Required work - Copy the rows below word for word, starting with the line that contains "Would you mind marking the woman in black" and ending after the line that contains "(1179, 124)".

--

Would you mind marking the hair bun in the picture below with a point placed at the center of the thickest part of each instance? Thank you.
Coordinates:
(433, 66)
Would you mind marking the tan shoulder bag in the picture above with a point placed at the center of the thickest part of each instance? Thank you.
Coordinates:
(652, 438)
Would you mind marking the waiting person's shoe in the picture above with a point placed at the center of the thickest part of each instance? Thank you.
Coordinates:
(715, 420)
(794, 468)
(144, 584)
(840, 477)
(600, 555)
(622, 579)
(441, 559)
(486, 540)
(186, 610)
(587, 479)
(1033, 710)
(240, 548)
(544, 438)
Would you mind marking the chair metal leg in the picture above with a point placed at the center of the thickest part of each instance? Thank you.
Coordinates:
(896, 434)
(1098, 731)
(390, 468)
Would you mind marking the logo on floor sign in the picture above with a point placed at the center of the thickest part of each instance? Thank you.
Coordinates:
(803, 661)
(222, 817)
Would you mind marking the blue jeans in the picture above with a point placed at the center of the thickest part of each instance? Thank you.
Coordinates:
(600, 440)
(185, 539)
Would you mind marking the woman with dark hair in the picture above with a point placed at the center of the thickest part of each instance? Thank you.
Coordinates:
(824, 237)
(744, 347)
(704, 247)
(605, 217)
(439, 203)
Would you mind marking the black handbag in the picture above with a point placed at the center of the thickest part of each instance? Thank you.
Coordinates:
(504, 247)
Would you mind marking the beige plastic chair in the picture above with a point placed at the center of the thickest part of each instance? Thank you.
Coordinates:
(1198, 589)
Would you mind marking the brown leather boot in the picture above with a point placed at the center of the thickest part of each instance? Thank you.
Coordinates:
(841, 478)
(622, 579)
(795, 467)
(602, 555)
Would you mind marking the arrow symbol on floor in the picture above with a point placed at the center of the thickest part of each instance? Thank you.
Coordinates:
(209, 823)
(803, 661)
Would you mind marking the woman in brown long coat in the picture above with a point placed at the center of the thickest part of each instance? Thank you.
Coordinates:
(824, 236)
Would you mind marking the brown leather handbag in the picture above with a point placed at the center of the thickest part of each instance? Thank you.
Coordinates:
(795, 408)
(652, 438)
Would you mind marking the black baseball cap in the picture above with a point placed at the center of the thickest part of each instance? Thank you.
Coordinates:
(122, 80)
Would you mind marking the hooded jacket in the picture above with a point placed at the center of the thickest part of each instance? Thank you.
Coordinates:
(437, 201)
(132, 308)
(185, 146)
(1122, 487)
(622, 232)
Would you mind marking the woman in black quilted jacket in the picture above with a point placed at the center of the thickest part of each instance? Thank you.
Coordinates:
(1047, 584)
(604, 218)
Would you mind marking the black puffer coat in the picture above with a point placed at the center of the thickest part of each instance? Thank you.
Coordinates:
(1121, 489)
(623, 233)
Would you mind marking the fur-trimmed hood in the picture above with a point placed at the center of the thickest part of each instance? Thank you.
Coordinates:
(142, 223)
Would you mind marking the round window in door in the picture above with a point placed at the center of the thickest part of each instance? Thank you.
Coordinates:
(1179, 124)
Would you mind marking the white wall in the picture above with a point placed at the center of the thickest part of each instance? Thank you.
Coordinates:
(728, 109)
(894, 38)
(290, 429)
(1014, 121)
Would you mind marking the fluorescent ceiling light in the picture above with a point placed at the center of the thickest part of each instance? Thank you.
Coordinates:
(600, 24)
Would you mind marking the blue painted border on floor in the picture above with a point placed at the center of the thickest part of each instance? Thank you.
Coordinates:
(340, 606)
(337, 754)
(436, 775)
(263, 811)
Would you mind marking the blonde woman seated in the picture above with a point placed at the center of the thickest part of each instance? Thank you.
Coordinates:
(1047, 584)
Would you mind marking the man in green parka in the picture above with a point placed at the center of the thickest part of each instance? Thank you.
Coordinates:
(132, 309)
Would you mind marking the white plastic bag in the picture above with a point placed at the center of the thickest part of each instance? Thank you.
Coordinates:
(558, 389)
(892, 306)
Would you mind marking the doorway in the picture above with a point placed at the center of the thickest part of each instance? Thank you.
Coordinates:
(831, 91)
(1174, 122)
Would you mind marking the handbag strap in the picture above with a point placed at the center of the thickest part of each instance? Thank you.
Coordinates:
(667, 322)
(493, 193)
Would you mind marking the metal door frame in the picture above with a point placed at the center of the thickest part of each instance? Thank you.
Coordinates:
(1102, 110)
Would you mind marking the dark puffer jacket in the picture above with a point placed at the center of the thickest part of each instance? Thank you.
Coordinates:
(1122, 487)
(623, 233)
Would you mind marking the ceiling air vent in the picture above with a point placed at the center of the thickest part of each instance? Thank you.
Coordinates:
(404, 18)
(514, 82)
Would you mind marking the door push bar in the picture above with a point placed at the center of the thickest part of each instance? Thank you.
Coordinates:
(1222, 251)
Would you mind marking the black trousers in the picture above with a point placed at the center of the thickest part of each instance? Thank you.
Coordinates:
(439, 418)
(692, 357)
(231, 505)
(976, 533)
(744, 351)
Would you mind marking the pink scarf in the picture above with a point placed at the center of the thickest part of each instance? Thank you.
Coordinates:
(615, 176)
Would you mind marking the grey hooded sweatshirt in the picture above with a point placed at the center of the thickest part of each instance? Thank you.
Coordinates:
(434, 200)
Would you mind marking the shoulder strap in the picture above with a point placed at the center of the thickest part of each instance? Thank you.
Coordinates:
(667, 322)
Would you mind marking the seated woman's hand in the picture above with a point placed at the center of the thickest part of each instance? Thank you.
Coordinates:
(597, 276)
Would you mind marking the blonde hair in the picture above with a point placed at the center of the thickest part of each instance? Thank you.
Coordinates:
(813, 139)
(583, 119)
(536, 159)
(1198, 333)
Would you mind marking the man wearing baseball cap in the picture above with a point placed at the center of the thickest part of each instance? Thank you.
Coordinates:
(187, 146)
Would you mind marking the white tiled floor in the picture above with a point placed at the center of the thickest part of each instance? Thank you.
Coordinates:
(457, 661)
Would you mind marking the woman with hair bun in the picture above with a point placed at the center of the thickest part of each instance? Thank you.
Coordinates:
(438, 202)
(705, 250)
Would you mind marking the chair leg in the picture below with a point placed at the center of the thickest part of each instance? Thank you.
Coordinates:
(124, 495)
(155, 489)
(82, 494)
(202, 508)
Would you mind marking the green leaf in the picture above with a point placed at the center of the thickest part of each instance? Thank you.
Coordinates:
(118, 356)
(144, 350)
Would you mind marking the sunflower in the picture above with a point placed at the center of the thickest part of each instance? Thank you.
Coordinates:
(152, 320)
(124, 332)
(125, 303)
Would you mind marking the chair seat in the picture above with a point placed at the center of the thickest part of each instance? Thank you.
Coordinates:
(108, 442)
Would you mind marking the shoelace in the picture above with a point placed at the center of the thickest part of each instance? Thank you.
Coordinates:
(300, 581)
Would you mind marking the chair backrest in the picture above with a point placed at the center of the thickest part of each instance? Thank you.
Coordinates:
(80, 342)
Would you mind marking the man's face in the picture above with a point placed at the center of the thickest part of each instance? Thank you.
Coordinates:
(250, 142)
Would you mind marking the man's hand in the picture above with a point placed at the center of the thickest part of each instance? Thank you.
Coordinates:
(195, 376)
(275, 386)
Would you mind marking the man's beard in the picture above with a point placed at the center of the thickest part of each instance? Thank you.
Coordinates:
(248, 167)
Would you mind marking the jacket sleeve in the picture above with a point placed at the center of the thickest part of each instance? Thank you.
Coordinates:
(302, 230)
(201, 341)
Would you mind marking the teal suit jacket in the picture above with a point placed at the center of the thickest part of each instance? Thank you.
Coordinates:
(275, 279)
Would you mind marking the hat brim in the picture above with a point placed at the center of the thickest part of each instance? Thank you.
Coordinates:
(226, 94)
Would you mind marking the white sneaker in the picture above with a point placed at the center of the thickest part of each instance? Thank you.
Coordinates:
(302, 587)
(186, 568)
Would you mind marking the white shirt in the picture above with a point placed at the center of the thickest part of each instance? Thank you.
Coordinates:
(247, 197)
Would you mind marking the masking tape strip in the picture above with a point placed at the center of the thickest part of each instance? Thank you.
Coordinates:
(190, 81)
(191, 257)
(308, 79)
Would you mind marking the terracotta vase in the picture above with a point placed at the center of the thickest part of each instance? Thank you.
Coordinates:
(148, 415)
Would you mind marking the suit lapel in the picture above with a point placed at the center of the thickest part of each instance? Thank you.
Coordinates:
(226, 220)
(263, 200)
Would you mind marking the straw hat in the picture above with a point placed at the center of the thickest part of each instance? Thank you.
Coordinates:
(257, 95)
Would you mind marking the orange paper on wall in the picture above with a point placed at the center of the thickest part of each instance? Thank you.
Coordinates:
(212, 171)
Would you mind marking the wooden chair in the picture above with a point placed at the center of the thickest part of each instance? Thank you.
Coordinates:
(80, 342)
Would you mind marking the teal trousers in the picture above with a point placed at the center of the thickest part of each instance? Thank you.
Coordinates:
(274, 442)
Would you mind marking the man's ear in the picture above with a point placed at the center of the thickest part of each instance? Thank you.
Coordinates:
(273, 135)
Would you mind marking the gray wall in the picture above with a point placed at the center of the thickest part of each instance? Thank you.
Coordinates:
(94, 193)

--

The output -
Would you mind marking the woman in black quilted jacket in the picture above with a point placed at the center of the thickest part of each instance? Thank you.
Coordinates:
(1047, 584)
(604, 218)
Would you mind marking the black puffer coat in the picture above with a point placed at the center of the thickest part of each instance? Thank you.
Coordinates:
(1121, 489)
(623, 233)
Would you mind marking the fur-trimmed hood in the picture above with a point placed at the center of the thickest part of each instance? Thank you.
Coordinates:
(142, 223)
Would you mind marking the round window in door in the picture above with a point placed at the center of the thickest part of each instance? Thank you.
Coordinates:
(1179, 124)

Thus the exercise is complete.